What you will do: Go line by line through the entries below and count those containing the string "photo"; give only the count.
*** Given entries ***
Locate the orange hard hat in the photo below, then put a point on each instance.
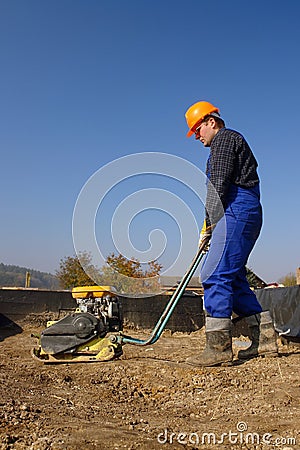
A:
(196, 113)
***
*** Given entries ***
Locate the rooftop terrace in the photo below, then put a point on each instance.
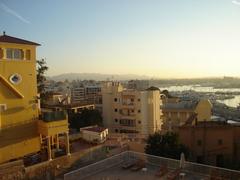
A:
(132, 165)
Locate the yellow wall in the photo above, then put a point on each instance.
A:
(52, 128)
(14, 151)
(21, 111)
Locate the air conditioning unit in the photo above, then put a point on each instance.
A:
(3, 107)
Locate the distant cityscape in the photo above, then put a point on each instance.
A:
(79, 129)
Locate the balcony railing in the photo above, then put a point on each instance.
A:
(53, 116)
***
Expected answer: 6